If you work for the #2 company, that wants to be the #1 company, and they're going to compensate you the same whether the company is #1 or #2, QUIT!
Nobody has to slave for a company to make the stockholders more money. Get off your ass and get a job at the #1 company, that's probably #1 because it rewards their employees. Or start your own company.
Where are the promises that technology was supposed to reduce working hours and make our lives more pleasant?
They're here! Move to BFE Nebraska, get yourself a high speed internet connection, and work from home 20 hours a week. You'll make more than enough to cover your needs, and probably have a nifty TV and computer to boot. Glamorous? No, but not possible in 1950 either.
But even working full time, nobody is making you get up to your alarm clock at 6:30 every morning except you - because you're lazy. You have to wake up at 6:30 every morning because you want a job where somebody else guarantees you money every other friday, assigns you what to do every day, and keeps paying you as long as you don't fuck up too bad. THAT's why you get up at 6:30 in the morning.
******************************
The tasks:
a. Transcribe the stretch from "If you work" through "your own company." in the passage about work.
b. Write the next part of the passage about work, starting right after its final sentence.

Information supplied:
******************************
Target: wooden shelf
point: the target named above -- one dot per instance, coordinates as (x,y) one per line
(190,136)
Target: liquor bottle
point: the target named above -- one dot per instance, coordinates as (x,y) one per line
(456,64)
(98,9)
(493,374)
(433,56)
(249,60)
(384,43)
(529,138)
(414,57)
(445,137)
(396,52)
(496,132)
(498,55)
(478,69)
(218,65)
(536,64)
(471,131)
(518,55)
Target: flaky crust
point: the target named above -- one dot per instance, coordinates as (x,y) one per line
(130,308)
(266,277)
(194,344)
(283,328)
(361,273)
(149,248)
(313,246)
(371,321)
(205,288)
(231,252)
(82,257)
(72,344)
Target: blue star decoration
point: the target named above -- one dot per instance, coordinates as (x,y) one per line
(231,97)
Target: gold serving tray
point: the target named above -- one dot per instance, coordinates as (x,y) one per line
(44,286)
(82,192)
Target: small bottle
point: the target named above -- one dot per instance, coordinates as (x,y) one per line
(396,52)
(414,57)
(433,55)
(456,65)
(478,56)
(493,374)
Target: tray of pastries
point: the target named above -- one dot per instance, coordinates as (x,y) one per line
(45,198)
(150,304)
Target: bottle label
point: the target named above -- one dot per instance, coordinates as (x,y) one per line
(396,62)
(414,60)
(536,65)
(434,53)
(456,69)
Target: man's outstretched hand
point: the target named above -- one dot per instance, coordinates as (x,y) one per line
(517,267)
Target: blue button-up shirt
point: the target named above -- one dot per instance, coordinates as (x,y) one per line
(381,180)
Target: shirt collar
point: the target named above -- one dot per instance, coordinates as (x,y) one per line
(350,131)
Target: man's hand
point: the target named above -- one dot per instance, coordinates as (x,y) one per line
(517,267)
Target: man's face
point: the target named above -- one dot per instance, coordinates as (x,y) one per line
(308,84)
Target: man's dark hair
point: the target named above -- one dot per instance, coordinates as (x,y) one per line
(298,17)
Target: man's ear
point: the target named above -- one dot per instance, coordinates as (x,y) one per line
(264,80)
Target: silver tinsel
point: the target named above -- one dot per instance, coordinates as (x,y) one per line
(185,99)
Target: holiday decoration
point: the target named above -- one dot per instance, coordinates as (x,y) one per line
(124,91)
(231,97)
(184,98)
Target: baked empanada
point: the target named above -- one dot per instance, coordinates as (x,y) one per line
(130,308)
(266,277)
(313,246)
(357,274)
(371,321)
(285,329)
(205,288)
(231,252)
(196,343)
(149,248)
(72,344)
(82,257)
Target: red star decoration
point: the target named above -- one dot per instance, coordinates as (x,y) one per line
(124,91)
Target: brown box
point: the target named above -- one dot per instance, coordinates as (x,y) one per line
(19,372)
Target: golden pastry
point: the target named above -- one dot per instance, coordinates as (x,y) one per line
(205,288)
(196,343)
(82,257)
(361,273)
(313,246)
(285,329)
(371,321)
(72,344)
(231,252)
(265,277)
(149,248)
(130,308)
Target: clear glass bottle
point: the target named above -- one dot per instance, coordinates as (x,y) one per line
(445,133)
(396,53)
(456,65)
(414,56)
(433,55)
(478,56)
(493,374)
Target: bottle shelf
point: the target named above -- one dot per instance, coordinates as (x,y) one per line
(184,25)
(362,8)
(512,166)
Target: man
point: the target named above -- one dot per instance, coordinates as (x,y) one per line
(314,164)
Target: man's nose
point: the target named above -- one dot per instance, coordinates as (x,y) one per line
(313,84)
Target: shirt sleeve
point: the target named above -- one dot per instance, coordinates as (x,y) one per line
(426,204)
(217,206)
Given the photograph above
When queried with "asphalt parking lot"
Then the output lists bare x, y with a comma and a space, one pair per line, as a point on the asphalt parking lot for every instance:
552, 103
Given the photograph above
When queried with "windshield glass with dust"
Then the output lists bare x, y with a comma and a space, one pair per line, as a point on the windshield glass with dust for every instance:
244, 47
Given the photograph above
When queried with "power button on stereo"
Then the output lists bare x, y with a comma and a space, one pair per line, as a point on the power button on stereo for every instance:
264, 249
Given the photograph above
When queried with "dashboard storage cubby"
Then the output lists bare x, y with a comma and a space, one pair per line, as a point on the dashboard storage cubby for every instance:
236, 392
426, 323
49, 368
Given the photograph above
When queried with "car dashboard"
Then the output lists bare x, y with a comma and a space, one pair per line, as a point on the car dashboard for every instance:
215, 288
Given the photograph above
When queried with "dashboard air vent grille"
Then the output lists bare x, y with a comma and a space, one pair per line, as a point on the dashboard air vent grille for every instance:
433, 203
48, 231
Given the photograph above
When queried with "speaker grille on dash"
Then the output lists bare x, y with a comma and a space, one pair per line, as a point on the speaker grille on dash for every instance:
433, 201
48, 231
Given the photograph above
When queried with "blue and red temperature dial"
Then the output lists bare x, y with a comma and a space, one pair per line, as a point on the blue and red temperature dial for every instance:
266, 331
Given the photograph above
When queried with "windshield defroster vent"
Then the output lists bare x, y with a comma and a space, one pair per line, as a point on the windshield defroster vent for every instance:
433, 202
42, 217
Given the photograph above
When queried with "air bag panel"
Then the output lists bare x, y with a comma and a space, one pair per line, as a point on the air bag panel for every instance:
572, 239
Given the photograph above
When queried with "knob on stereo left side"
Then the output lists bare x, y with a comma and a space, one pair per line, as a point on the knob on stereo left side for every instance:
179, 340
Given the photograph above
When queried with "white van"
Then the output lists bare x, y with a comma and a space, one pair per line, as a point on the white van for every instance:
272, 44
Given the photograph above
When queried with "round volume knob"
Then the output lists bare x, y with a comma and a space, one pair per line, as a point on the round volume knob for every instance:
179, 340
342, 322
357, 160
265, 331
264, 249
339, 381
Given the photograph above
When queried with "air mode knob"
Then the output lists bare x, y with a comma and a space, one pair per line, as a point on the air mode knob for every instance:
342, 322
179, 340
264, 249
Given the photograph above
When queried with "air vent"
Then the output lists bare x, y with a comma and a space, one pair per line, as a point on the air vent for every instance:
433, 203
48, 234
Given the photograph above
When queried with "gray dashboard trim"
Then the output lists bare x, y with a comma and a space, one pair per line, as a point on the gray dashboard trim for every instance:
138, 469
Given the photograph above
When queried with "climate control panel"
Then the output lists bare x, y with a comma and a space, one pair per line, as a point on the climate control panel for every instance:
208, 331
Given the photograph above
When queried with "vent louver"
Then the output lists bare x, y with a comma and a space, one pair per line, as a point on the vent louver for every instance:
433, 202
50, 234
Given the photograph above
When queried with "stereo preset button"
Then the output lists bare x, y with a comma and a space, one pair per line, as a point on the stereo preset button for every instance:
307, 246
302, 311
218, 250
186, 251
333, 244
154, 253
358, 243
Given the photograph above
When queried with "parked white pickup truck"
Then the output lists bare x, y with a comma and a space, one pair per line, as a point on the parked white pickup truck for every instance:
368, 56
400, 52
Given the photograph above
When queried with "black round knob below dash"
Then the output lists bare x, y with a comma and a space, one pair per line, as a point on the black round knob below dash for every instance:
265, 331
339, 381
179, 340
******************************
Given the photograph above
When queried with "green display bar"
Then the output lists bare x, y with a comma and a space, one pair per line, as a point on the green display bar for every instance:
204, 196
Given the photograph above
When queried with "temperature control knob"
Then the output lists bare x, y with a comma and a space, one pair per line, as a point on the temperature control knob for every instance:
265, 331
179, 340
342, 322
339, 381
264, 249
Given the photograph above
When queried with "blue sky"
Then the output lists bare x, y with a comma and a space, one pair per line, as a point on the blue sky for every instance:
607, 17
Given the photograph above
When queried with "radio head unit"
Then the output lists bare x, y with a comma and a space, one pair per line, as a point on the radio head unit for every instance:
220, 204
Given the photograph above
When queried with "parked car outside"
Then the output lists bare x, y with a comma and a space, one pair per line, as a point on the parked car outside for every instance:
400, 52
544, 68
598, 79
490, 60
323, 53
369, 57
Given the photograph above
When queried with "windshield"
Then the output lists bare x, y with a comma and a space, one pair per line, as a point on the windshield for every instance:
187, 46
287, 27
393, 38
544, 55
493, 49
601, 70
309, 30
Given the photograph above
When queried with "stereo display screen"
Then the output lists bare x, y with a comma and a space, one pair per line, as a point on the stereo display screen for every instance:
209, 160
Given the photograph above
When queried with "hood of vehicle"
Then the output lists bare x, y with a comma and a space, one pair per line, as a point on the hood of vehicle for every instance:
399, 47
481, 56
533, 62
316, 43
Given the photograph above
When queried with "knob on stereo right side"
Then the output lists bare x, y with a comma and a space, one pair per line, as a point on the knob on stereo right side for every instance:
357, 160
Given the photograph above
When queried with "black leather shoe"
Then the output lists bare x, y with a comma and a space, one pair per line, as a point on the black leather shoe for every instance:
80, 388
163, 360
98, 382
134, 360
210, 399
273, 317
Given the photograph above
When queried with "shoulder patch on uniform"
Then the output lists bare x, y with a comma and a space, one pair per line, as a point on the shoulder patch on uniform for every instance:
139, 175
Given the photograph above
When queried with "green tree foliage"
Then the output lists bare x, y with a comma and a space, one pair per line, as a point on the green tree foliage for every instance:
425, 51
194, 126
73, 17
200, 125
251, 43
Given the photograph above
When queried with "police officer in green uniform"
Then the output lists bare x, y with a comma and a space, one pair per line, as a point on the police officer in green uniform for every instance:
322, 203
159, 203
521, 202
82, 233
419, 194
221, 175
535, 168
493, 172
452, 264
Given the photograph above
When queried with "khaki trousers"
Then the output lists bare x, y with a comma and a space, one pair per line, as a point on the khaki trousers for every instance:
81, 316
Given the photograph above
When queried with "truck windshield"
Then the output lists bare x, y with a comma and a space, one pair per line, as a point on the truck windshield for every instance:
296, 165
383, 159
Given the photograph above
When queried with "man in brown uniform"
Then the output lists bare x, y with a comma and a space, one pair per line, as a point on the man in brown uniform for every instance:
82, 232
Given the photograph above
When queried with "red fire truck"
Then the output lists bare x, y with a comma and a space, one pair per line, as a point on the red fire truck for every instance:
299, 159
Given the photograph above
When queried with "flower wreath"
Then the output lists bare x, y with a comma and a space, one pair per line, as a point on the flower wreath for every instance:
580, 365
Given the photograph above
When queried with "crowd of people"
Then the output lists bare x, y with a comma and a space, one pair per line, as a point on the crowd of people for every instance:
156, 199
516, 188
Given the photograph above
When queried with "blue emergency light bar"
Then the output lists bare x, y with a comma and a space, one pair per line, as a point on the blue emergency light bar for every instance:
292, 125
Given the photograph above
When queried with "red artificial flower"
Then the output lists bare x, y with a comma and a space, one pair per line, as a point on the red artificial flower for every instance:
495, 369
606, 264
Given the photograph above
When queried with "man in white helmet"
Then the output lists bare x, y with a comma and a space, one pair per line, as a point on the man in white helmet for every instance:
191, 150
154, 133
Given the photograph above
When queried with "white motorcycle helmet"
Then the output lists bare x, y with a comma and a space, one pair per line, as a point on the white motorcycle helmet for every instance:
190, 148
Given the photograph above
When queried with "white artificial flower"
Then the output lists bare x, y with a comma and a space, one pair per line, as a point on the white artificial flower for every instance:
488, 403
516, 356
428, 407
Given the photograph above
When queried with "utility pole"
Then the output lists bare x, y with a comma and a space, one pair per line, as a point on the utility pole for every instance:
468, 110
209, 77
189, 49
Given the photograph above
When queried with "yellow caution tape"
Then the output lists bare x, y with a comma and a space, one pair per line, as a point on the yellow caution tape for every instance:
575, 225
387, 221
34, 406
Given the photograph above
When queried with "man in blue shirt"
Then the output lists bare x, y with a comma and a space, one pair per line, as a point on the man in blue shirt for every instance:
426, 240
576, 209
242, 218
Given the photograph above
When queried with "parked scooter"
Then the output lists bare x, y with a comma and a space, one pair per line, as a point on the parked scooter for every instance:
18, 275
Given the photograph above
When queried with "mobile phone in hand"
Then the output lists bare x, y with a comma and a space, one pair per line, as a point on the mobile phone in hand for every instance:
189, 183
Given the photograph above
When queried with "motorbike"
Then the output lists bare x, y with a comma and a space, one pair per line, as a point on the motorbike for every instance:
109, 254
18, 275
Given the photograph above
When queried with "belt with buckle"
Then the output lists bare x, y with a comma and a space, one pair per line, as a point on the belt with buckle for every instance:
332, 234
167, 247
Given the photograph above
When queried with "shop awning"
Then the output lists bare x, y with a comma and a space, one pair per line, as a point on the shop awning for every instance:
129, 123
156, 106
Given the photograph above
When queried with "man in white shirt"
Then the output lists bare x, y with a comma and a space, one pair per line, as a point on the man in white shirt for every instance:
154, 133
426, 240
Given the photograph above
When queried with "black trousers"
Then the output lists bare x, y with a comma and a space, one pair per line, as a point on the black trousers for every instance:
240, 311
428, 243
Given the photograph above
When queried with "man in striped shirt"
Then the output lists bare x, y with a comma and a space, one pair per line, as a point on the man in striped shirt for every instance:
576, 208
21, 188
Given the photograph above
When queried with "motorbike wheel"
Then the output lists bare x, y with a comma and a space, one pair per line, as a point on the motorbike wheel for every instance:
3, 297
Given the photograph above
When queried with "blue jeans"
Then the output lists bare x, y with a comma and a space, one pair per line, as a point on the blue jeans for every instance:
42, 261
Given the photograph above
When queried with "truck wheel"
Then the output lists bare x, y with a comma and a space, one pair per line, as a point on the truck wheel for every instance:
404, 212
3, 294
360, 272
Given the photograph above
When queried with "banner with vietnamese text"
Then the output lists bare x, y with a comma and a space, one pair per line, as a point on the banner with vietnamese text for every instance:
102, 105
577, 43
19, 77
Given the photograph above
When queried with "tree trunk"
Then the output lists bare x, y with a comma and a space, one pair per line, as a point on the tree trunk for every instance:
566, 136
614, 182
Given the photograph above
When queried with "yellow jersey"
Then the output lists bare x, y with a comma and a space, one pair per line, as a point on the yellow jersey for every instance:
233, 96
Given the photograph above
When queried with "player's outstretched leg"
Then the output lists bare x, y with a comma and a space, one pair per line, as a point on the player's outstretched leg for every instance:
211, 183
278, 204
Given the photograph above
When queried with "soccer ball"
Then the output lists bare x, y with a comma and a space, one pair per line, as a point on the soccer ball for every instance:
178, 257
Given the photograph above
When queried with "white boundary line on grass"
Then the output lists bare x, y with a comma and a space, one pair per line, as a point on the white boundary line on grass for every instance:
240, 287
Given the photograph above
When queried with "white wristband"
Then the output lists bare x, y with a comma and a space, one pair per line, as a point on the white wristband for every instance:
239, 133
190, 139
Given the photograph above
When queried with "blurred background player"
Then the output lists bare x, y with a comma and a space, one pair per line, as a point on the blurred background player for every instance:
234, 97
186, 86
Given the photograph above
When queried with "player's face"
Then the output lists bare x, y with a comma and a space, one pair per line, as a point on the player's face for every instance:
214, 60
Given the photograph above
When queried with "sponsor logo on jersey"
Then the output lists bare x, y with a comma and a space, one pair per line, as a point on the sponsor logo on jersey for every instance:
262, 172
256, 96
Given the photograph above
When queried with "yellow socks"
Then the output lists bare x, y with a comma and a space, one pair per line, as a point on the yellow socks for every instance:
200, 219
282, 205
******************************
Replies:
a.
If you work for the #2 company, that wants to be the #1 company, and they're going to compensate you the same whether the company is #1 or #2, QUIT!
Nobody has to slave for a company to make the stockholders more money. Get off your ass and get a job at the #1 company, that's probably #1 because it rewards their employees. Or start your own company.

b.
I'd rather be a relatively poor slacker with time to myself to do what I want and to enjoy my family than a successful developer whose time is consumed with largely meaningless pursuits and whose life is filled with possessions.
You ever watching TV and they have those commercials for tech schools that teach auto repair? Sign up. Seriously. Work 9-5, make enough money to support the family and BBQ every weekend if you want to. Oh, and as a mechanic, you get paid by the job, so the better you are, the more money you get.
Nobody promised you something for nothing. The problem is that if you behave like all the other people who just want to show up for a paycheck, you'll be treated like all the other people who want to show up for a paycheck. You just get more 0's on your check for going to college.
Re:Spoiled (Score:5, Insightful)
Way to buy the class warfare line, hook line and sinker, there. The prosperity pie isn't some fixed size, with the slices being re-arranged. Any increase in your standard of living is a result of your producing it. Do you REALLY think that you're not better off than someone 20 years ago, doing roughly the same amount of work with the same overall level of dedication and relative knowledge about a given area of work? What are you spending your money on? Video games, instant access to information from all over the world, three televisions, a new web-enabled cell phone every 18 months, fresh vegetables from all over the world at your finger tips year round...? The averge middle class person's standard of living HAS improved, dramatically. You're using the wrong measurements.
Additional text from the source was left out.